--- SOURCE DATA ---
----
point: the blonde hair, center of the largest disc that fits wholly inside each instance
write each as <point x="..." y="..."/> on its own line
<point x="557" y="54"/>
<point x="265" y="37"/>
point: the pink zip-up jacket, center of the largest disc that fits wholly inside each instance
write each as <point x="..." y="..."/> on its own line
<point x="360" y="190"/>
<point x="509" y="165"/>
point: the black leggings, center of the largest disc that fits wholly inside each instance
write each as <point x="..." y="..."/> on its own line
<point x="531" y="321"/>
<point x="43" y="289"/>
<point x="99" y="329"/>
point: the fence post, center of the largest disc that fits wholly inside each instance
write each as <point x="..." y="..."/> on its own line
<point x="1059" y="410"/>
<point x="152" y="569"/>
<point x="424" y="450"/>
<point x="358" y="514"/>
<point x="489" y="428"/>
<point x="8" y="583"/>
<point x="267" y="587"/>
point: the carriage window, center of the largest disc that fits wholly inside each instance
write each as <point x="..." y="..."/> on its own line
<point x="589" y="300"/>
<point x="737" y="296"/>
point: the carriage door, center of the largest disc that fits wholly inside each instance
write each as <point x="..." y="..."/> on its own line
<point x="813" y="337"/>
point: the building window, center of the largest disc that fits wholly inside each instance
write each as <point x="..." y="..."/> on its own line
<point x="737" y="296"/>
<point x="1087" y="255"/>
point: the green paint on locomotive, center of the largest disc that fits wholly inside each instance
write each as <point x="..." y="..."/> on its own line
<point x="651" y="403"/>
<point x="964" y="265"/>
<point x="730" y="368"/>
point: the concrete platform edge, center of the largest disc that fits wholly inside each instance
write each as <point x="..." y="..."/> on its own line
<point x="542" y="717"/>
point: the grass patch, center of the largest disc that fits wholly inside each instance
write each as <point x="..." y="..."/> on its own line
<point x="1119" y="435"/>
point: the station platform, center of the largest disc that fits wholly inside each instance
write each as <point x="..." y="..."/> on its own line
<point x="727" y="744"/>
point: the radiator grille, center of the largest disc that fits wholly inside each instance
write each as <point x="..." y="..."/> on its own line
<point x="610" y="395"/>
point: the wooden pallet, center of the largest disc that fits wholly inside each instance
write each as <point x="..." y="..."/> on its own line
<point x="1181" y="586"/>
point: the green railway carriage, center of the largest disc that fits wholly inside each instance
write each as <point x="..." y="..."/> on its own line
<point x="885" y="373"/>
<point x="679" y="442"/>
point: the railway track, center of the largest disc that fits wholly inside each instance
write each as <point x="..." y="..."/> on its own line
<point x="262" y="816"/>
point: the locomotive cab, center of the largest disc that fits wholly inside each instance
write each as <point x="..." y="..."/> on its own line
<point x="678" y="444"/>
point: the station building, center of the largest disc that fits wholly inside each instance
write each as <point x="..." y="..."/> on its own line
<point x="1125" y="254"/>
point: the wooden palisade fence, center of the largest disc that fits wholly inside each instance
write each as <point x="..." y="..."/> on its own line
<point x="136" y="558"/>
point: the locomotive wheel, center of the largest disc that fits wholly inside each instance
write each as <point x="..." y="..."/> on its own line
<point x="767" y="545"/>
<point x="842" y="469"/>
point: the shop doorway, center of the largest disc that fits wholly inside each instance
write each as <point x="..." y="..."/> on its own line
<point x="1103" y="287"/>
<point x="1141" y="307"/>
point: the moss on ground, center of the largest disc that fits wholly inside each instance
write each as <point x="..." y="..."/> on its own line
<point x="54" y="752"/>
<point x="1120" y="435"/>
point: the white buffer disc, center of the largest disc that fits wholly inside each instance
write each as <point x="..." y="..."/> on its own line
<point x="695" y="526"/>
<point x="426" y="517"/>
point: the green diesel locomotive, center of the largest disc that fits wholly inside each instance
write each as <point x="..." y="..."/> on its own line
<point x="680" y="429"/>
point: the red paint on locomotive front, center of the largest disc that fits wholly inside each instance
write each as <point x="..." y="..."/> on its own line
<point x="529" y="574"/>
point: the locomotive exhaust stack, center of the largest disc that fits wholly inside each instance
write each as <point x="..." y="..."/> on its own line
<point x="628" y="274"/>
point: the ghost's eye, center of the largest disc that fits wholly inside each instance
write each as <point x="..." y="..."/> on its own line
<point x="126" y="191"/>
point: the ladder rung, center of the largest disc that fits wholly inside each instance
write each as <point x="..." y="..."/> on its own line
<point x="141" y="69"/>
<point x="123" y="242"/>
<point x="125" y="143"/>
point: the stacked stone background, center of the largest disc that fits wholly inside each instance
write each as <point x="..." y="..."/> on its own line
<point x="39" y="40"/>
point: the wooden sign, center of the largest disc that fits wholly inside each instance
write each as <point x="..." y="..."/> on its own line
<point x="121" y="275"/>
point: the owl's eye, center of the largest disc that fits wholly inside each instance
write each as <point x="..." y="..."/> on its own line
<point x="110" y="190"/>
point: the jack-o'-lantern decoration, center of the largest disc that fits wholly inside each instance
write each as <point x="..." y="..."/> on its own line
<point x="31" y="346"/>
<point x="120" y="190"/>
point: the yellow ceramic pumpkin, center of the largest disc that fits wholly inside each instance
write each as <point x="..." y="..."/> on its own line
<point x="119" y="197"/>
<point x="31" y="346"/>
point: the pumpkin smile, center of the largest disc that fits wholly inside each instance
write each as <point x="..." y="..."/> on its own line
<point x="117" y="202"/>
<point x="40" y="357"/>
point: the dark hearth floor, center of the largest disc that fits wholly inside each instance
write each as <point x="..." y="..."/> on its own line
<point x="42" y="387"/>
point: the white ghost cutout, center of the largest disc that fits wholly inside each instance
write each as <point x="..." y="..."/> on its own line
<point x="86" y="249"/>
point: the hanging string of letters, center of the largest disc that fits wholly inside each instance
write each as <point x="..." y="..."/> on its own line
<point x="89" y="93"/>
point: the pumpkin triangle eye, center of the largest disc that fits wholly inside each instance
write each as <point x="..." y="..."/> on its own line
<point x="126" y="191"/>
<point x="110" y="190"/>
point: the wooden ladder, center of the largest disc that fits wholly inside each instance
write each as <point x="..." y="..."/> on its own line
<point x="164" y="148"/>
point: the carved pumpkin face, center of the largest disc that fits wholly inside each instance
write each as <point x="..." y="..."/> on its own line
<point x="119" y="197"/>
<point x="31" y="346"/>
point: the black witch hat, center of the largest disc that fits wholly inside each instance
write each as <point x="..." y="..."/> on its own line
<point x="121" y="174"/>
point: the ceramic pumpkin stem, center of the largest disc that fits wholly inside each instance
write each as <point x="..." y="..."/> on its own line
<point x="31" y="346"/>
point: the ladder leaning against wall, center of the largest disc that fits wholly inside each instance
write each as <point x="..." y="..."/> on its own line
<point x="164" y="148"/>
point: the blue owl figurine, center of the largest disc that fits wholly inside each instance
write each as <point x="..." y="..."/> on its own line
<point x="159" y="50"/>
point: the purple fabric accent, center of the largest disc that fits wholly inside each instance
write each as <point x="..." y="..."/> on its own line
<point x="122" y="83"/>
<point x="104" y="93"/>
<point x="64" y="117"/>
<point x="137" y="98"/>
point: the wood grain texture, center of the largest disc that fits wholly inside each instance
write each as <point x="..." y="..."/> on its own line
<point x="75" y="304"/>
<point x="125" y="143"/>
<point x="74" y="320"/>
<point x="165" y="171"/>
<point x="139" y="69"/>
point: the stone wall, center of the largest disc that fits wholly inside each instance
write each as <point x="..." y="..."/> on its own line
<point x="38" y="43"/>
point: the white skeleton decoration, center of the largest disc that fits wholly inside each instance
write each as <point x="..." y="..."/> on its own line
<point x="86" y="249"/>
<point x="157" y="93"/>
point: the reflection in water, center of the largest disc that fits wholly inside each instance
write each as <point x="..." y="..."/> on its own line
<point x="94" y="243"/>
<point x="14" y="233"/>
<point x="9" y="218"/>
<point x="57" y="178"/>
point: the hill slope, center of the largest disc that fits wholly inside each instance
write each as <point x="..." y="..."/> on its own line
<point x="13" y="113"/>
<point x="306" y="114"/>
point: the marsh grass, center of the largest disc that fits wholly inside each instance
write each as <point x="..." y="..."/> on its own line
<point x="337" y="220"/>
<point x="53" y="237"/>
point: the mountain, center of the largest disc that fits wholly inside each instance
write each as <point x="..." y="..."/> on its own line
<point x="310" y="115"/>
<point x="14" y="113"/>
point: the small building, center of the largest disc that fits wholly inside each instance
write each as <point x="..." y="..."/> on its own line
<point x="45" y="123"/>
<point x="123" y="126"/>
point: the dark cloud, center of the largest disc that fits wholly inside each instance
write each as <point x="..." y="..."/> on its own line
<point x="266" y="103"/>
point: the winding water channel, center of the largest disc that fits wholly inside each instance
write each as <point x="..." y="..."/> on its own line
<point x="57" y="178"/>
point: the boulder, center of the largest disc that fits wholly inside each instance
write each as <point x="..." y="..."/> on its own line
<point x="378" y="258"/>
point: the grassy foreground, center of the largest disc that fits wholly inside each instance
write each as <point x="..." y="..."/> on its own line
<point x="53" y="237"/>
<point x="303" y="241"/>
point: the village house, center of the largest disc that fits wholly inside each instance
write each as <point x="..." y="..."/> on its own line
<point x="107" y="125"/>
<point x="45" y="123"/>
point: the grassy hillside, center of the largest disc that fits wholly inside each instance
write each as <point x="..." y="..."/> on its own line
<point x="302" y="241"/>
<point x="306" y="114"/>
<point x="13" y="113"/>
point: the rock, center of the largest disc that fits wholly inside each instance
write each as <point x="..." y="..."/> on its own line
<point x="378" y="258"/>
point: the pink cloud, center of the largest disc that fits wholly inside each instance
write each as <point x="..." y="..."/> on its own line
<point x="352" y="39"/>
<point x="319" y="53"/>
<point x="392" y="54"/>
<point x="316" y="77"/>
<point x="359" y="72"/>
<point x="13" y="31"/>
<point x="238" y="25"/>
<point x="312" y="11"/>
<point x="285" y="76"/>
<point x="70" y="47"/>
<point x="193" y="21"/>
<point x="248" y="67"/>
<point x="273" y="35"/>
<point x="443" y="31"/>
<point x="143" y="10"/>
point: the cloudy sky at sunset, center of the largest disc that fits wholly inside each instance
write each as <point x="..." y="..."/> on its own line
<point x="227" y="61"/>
----
--- TASK INSTRUCTIONS ---
Check every line above for the string "ceramic" and copy those that have it.

--- ANSWER FOR THIS EXERCISE ---
point: the yellow ceramic pumpkin, center of the largest disc that fits wholly inside each instance
point: the ceramic pumpkin stem, center of the largest disc that fits wholly inside each instance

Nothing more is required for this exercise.